══ Information given

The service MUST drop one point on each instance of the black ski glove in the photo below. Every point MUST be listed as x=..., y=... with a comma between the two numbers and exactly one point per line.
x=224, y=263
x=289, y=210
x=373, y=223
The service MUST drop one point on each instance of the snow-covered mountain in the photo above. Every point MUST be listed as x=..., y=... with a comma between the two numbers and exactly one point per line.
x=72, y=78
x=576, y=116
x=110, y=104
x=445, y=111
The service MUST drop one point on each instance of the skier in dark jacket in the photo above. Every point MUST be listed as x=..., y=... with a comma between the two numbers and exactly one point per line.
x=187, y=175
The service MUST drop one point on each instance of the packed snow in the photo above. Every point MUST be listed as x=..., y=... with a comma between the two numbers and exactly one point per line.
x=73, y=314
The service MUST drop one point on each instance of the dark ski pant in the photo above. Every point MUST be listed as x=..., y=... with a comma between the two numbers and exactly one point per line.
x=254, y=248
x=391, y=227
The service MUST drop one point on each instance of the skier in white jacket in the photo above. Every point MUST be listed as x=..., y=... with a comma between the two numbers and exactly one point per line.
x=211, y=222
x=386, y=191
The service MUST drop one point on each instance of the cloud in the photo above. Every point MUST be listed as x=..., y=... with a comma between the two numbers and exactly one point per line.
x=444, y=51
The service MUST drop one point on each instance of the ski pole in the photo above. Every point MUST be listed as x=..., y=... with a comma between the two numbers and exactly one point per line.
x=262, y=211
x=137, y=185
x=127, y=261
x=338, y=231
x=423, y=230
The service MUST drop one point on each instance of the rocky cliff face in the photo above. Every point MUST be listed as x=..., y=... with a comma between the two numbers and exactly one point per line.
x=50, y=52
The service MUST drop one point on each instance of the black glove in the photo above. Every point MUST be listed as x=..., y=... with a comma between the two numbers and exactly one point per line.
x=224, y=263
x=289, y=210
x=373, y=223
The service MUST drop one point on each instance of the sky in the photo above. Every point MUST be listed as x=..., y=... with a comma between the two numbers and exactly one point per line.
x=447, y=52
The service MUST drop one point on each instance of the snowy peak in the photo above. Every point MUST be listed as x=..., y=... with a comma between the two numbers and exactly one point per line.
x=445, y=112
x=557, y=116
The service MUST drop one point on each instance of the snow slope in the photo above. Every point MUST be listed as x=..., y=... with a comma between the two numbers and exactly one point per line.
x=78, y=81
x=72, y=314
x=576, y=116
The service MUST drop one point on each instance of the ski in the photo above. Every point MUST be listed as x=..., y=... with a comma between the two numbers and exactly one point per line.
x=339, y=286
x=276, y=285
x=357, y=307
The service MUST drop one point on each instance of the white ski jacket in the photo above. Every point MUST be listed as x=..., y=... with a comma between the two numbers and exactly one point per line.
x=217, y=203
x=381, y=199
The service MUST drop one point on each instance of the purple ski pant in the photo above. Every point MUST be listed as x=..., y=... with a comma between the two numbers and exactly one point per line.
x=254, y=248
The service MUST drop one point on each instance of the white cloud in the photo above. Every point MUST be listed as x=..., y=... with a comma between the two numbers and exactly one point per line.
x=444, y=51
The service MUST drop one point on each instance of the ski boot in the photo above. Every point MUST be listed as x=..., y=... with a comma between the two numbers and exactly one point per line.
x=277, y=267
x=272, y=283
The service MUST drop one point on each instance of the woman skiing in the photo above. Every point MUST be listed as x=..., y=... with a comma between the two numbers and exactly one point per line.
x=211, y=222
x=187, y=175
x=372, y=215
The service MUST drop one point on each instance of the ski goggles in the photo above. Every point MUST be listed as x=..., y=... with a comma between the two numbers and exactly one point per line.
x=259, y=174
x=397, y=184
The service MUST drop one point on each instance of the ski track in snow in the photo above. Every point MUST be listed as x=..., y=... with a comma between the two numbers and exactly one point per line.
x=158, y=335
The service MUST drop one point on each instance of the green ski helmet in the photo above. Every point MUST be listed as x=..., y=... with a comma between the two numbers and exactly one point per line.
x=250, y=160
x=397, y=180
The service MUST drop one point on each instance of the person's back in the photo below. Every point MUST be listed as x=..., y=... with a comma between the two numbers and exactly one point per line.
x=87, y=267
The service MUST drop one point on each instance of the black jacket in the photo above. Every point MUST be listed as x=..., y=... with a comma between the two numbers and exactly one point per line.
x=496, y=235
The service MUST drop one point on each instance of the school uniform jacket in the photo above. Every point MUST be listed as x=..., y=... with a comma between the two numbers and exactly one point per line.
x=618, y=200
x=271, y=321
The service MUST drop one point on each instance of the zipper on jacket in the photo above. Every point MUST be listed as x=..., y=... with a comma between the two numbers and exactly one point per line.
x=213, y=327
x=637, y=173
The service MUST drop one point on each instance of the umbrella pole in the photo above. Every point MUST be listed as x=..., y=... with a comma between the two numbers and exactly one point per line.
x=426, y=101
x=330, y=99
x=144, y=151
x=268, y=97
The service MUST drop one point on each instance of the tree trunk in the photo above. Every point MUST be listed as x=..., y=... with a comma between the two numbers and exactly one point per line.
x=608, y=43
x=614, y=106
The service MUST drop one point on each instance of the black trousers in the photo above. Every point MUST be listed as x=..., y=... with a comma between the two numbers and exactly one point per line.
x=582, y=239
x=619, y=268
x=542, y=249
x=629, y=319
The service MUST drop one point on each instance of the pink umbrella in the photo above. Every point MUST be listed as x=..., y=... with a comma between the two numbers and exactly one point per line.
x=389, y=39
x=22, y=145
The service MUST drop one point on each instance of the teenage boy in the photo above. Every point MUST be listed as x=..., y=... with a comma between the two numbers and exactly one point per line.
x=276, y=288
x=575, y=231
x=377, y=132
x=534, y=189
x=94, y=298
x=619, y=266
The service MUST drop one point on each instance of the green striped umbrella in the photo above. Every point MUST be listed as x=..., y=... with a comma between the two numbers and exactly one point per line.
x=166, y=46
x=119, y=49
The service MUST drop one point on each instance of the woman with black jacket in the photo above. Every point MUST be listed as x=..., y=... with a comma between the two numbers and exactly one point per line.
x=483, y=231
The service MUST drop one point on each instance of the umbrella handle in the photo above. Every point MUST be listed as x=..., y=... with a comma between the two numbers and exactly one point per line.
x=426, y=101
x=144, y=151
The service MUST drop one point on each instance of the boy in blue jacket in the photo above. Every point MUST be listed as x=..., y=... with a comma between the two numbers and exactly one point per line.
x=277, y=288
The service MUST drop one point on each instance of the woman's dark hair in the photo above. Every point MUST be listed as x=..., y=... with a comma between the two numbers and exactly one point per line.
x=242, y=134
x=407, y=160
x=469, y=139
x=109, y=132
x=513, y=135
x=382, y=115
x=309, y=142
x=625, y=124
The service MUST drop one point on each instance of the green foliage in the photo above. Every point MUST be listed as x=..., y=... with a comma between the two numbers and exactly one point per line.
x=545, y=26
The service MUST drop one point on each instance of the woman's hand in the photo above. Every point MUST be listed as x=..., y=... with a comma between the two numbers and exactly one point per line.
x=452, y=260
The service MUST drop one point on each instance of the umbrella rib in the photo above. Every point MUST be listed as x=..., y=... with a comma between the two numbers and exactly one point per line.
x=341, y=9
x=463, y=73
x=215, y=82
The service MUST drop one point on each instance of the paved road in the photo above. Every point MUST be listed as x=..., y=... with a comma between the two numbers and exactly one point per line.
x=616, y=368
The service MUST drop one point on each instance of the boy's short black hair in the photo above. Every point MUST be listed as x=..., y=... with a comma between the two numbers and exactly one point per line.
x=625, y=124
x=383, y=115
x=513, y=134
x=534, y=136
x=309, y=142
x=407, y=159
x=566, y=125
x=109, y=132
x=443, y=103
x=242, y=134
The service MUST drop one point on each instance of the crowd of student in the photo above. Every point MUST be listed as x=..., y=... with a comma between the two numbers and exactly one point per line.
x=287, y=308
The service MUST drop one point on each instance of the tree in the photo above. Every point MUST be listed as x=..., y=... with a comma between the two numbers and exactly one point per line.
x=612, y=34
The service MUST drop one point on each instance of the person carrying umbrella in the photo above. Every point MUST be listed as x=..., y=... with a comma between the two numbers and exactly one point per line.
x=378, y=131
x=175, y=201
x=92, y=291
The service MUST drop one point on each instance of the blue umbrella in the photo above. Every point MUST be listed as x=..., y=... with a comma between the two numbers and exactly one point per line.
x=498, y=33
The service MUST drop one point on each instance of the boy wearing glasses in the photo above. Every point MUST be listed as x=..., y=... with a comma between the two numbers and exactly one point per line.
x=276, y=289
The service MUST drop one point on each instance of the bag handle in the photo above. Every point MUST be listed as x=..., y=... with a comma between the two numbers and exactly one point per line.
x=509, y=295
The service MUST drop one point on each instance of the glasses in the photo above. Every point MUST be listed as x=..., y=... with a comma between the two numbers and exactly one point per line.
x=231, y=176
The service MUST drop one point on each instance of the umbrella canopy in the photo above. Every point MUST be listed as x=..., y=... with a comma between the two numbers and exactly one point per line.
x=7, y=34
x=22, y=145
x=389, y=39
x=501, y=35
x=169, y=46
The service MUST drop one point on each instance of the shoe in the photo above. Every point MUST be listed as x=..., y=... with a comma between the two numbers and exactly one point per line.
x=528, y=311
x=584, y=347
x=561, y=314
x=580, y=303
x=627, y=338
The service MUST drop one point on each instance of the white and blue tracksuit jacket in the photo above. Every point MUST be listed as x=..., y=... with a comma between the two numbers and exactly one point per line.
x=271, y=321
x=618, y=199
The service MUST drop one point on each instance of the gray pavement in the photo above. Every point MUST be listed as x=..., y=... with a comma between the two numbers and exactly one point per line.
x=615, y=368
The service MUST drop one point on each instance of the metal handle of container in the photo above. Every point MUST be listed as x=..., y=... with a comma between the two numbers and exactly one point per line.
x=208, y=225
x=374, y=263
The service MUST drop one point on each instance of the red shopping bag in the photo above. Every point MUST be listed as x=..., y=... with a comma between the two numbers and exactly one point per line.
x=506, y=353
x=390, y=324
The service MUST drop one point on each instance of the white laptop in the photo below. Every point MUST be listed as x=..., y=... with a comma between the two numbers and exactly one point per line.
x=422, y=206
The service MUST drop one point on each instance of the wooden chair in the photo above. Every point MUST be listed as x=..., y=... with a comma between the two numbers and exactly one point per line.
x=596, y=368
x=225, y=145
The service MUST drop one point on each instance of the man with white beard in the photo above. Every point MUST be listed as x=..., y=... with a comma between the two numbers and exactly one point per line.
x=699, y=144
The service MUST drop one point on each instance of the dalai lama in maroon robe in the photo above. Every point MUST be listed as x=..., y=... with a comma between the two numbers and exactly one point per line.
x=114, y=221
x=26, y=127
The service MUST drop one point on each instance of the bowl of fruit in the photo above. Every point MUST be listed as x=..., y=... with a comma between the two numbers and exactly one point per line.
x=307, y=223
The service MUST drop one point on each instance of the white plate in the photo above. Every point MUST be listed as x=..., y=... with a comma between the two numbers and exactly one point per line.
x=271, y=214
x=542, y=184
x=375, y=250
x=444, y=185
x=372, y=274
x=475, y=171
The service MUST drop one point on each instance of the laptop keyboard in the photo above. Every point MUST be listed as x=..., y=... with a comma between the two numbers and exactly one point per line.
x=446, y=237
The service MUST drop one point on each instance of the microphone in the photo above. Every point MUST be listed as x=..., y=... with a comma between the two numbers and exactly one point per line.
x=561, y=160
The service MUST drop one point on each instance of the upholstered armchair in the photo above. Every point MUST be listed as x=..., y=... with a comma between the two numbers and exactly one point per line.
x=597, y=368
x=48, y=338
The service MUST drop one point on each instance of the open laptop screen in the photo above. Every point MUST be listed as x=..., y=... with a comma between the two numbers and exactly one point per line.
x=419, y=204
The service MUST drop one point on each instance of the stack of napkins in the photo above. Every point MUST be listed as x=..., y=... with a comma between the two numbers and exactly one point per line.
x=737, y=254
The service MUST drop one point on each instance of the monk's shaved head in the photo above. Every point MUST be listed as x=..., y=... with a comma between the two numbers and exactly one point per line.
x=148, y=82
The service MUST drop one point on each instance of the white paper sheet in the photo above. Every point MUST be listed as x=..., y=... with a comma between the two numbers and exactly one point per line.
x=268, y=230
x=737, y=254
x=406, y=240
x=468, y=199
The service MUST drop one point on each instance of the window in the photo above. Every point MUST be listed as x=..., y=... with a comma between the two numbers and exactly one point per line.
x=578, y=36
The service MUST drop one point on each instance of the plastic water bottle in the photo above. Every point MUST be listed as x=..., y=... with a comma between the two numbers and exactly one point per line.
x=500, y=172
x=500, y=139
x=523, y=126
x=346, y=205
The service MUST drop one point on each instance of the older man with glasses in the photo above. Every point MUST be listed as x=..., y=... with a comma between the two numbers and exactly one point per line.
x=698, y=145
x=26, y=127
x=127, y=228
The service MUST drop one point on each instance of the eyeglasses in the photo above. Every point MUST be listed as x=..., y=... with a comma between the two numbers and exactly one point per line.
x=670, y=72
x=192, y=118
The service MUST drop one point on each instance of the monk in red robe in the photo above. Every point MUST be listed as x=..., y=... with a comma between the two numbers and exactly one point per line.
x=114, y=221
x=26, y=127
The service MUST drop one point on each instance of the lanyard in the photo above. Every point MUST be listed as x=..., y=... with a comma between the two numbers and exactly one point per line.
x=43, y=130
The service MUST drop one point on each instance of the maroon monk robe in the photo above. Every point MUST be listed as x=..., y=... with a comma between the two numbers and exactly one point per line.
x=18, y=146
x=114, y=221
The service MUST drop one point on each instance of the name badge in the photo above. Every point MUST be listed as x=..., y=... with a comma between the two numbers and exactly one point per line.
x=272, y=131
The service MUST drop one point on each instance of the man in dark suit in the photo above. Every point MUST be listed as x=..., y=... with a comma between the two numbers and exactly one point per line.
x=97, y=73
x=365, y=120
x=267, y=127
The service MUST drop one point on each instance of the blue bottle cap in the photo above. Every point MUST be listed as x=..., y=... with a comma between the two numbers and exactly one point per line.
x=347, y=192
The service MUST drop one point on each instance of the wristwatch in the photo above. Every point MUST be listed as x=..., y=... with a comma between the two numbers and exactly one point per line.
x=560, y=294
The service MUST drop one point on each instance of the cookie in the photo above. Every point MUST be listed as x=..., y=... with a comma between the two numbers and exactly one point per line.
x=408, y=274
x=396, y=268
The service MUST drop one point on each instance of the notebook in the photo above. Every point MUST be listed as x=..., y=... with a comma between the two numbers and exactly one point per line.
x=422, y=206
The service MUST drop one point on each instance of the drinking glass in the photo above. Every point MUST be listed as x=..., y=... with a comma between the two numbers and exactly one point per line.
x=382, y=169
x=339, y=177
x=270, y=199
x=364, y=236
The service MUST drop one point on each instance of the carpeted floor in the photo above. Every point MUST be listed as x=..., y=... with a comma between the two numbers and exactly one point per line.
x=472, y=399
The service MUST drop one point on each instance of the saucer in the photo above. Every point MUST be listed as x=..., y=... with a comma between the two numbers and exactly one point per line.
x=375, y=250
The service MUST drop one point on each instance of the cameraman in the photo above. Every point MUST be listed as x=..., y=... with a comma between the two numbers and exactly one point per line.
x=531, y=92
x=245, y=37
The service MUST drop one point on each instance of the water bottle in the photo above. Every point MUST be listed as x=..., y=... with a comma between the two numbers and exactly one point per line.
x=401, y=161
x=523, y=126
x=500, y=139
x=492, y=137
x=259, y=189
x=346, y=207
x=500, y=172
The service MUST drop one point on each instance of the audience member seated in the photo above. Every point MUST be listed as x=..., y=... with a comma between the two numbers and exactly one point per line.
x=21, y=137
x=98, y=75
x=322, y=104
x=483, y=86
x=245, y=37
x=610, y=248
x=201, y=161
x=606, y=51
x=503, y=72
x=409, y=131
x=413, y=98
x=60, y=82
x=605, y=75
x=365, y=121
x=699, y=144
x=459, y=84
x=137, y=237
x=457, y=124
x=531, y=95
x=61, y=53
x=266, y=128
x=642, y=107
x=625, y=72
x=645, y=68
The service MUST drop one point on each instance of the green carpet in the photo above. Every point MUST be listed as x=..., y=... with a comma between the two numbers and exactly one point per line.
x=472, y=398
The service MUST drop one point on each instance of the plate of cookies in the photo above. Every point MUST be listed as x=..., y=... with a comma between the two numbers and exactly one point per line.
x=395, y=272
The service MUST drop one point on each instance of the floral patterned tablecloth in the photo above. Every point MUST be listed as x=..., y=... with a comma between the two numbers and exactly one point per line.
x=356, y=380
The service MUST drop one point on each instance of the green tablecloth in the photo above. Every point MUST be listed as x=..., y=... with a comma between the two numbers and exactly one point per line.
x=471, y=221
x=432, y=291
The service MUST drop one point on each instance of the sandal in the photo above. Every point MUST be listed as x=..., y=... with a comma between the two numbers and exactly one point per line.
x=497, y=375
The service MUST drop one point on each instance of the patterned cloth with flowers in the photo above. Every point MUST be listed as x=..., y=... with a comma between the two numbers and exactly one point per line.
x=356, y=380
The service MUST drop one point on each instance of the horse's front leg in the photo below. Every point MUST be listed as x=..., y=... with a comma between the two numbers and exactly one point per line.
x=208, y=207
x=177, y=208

════

**Brief:**
Copy out, word for word, every line from the one containing "the green carpet" down to the one containing "x=395, y=272", including both of those lines.

**Worked solution:**
The service MUST drop one point on each instance of the green carpet in the photo above. Every point MUST be listed as x=..., y=... with a comma between the two numbers and exactly one point per line.
x=472, y=398
The service MUST drop one point on each instance of the plate of cookies in the photo above. Every point MUST be listed as x=..., y=... with a comma between the two numbers and exactly one point per line.
x=395, y=272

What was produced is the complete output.